— BEGIN PAGE TEXT —

His father was Cedar Bluff legend L.D. Bruce, who coached football and basketball at the school 20 years (1946-65). He posted a 155-47-5 record in football, including a string of 41 games without a loss and two state championships (1959, 1962). The elder Bruce was also inducted into several halls of fame, including Cherokee County, DeKalb County and the Alabama High School Hall Fame in 1994.
But there was more to L.D. Bruce than just his coaching career, something his son wanted to bring to light.
He’s done so in his new book entitled “COACH.” The work covers his father’s life growing up in Crossville, his college football days at Newberry College in South Carolina, World War II, his distinguished service at Jacksonville State University and his career as a coach and teacher at Cedar Bluff.
“My whole thing about the book was he was a coach, but he was more a teacher,” said Lynn Bruce, who played fullback and halfback for his father in the early 1960s. ”He was teaching all the time – either on the field or in the locker room. He was the kind of motivator who would get you to overachieve. He just had a way to get people to do things that they probably shouldn’t have tried to start to begin with.”
Lynn Bruce is having a book signing at the Cherokee County Historical Museum on Saturday from 11 a.m. until 1 p.m. Lynn Bruce said approximately 200 books are available for purchase at $15 apiece.
“It was a lot of fun to write,” Lynn Bruce said. “It’s really as much my life growing up with him as much as it is about him. I’ve got some funny stories, some sad stories, some interesting stories and some old football stories. Some of the best stories are about the best players.”
Perhaps fittingly, Lynn Bruce said he wrote the book during the college football bowl season this year. He said it took him three weeks to write and about six weeks to scan old photographs and clippings.

— END PAGE TEXT —
— BEGIN EXCERPTED DATA —

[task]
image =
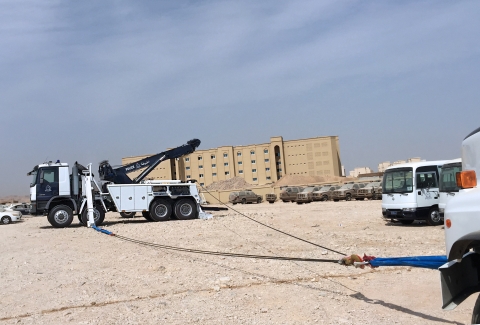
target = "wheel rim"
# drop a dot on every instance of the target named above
(435, 216)
(60, 216)
(186, 209)
(161, 210)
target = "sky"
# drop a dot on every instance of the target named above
(92, 80)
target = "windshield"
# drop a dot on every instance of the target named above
(448, 182)
(398, 180)
(33, 179)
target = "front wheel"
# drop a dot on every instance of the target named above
(60, 216)
(6, 220)
(160, 210)
(185, 209)
(434, 218)
(98, 216)
(476, 312)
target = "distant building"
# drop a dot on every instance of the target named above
(258, 164)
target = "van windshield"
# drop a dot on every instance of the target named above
(398, 180)
(448, 182)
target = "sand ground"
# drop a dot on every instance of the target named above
(79, 276)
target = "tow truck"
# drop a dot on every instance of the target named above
(460, 277)
(60, 195)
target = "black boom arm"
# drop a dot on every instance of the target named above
(119, 175)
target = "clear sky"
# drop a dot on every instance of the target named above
(93, 80)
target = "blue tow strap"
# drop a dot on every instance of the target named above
(429, 262)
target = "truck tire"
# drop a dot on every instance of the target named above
(161, 210)
(185, 209)
(147, 216)
(98, 216)
(60, 216)
(476, 312)
(6, 220)
(127, 214)
(434, 218)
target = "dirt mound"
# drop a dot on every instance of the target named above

— END EXCERPTED DATA —

In the text about L.D. Bruce, what football record did he post at Cedar Bluff?

SOLUTION TO THIS PROBLEM
155-47-5